Render the lines starting at the one containing "Isolate handheld microphone" and ending at the one containing "[458,251,484,312]" as a JSON list of strings, one per line, with blank lines dropped. Omit the pictures.

[Start of Data for this exercise]

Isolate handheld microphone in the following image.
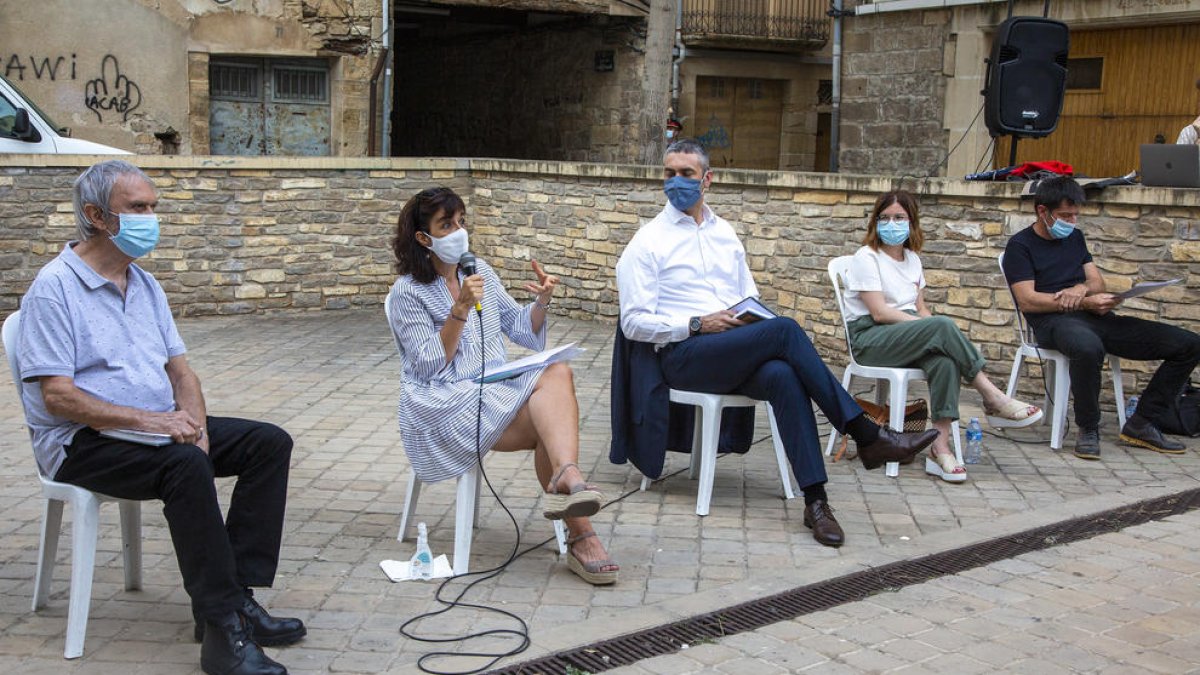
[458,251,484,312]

[End of Data for this exercise]
[Start of Data for this exercise]

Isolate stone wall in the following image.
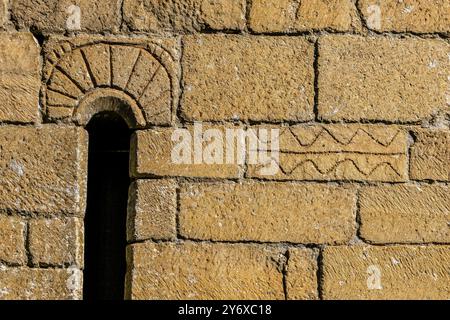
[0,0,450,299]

[End of Data for this exercise]
[Start of Data for this exercise]

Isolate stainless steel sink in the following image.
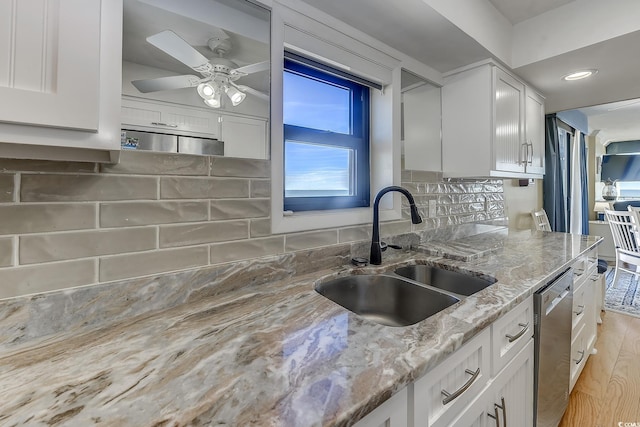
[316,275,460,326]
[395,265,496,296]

[End of Data for this exercise]

#### Result below:
[
  "Isolate handheld microphone in the following image.",
  "[458,251,484,312]"
]